Your assignment —
Exactly the lines from the opening of the data through the line containing "Mark the striped fabric" should be reproduced, please, with nothing added.
◇ ◇ ◇
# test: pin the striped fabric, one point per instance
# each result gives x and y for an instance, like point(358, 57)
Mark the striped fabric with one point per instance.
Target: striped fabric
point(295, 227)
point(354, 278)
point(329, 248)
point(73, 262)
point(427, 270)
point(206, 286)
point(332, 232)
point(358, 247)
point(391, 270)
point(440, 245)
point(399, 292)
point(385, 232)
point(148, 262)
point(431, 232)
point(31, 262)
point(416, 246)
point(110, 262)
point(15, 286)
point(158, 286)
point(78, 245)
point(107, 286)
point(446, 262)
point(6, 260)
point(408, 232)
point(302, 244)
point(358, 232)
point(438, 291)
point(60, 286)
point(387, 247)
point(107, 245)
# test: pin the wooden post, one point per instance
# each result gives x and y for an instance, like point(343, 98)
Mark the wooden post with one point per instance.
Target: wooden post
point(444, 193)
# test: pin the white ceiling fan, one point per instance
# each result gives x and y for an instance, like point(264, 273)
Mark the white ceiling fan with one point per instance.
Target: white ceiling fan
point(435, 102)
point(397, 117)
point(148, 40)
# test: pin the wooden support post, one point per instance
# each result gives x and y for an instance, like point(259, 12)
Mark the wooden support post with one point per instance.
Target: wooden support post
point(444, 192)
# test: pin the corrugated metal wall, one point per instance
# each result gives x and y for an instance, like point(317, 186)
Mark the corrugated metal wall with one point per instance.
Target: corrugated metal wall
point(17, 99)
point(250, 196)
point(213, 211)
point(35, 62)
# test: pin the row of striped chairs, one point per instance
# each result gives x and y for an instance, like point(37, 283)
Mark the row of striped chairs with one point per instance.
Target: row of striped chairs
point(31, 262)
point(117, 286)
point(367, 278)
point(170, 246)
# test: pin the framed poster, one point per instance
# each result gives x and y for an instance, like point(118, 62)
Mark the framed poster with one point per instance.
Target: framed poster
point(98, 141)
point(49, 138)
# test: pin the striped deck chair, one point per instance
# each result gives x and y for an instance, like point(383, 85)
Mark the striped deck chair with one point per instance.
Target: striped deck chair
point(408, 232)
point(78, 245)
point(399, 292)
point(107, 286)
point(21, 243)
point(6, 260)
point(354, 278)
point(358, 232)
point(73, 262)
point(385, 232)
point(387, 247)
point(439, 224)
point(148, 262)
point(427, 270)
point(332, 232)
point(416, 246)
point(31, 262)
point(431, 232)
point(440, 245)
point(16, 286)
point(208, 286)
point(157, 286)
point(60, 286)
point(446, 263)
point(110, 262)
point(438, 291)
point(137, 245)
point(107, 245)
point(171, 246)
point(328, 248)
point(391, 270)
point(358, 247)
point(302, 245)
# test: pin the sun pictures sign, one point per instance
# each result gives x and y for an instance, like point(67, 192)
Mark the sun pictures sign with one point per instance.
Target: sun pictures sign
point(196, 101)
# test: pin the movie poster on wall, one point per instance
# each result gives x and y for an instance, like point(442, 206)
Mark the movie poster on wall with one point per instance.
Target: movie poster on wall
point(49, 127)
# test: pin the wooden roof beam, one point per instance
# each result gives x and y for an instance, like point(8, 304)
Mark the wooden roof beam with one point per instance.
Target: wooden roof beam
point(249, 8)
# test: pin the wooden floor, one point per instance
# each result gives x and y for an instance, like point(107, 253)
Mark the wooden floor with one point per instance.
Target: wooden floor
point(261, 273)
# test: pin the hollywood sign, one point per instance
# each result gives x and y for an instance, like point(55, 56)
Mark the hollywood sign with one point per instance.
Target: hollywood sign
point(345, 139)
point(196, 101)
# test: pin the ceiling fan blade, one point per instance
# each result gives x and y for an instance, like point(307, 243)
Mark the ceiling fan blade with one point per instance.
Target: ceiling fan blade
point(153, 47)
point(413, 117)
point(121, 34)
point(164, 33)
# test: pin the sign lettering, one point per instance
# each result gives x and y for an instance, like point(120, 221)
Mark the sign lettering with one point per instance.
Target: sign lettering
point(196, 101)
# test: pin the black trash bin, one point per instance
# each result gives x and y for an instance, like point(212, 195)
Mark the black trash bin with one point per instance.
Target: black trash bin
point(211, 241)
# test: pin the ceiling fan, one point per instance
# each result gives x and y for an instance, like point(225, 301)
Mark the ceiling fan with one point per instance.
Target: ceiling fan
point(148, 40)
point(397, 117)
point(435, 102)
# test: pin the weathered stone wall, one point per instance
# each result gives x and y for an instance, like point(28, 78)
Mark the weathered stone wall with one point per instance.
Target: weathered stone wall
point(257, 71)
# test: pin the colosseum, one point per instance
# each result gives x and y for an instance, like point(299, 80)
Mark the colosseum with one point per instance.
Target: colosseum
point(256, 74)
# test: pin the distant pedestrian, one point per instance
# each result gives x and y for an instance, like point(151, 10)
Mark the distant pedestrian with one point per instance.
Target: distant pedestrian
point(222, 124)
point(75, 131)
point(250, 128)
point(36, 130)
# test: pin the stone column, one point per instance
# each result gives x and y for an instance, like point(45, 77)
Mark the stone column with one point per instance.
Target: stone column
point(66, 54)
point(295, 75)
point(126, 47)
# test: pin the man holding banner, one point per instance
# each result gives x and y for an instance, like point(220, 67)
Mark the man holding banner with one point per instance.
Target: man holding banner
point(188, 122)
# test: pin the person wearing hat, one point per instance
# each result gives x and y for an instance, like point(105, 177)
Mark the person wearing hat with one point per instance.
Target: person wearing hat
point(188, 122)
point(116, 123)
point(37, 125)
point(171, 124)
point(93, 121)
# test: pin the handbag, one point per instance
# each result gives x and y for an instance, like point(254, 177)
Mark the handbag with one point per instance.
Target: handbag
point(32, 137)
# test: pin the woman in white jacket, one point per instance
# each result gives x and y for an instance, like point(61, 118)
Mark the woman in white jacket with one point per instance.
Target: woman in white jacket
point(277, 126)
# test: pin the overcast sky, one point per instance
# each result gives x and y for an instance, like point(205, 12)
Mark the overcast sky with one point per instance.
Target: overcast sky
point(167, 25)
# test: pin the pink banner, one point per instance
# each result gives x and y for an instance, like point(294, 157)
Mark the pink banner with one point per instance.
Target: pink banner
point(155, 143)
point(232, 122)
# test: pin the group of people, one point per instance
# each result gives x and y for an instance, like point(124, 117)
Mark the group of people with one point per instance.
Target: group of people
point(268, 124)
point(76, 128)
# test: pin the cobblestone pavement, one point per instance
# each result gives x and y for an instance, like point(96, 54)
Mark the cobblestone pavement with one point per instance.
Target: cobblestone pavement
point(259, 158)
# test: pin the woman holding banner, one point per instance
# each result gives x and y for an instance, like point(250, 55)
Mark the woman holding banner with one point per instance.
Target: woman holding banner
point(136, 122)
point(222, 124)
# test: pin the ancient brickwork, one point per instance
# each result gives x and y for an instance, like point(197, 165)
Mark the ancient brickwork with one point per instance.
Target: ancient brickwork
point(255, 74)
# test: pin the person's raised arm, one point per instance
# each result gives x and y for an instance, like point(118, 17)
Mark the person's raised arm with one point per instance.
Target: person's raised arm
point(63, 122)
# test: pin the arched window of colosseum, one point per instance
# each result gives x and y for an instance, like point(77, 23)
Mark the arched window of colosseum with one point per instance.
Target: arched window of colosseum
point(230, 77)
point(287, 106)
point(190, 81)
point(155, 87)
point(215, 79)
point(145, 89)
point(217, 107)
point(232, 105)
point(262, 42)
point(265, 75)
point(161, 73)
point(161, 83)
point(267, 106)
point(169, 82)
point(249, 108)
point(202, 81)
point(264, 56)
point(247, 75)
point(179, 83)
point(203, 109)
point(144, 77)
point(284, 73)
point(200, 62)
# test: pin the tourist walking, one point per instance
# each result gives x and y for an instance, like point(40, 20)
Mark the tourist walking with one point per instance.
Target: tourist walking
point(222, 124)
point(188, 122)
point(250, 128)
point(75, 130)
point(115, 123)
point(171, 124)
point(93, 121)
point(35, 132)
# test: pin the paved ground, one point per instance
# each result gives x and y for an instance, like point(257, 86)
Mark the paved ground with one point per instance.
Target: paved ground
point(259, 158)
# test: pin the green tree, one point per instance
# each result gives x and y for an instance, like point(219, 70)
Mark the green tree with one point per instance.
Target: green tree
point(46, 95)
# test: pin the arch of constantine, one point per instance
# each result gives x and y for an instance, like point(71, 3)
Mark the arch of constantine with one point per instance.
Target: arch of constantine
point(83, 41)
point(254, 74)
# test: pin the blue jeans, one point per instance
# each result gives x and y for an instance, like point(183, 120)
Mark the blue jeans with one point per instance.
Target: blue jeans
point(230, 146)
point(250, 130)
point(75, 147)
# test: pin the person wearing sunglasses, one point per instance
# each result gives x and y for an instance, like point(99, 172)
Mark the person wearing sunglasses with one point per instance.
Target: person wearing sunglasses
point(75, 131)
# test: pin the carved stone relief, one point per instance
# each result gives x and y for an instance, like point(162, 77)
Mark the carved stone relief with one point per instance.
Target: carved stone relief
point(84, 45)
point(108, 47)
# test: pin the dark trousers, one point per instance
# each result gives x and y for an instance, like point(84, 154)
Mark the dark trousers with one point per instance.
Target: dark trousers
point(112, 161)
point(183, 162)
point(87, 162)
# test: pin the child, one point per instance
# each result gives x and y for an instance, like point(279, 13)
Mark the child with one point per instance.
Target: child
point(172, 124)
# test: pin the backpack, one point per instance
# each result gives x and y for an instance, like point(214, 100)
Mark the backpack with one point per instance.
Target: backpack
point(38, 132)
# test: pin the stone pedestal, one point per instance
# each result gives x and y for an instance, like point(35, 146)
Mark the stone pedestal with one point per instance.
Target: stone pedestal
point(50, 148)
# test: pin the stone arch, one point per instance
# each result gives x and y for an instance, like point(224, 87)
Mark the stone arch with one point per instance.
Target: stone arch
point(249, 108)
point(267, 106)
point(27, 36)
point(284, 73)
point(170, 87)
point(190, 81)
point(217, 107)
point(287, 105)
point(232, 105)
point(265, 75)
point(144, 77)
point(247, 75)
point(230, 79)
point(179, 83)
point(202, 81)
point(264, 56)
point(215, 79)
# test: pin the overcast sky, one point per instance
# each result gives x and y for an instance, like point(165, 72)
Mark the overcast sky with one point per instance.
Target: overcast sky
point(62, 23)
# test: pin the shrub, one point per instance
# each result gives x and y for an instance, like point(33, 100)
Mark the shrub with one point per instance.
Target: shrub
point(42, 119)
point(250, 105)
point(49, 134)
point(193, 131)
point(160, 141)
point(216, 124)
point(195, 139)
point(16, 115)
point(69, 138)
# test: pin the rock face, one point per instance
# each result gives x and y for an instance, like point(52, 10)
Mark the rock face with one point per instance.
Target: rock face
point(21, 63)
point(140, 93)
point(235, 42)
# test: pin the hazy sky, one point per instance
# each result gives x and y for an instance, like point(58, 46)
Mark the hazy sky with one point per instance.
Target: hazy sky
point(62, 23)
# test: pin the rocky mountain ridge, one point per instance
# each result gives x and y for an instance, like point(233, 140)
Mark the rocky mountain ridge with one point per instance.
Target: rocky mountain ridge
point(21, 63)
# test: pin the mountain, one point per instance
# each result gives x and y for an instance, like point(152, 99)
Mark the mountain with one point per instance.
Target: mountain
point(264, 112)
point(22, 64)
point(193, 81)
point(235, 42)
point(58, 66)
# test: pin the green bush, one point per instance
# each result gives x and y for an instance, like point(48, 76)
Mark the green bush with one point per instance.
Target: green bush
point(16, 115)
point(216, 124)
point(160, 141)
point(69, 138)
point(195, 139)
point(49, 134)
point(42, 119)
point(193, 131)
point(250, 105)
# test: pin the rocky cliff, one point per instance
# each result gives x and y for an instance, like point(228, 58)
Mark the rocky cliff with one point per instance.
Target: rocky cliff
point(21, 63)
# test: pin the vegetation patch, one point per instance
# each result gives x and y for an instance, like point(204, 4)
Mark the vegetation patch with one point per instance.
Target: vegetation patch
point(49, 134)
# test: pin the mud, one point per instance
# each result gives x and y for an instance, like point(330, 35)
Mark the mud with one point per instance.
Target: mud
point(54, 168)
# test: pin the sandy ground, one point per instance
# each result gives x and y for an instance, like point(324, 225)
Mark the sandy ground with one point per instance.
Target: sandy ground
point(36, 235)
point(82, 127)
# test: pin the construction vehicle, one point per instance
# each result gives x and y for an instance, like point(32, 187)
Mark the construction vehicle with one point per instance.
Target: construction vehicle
◇ ◇ ◇
Task answer —
# test: pin the striped fabric, one point per instance
# each result gives x and y for an instance, like point(358, 57)
Mark the striped fabric with one point per instance.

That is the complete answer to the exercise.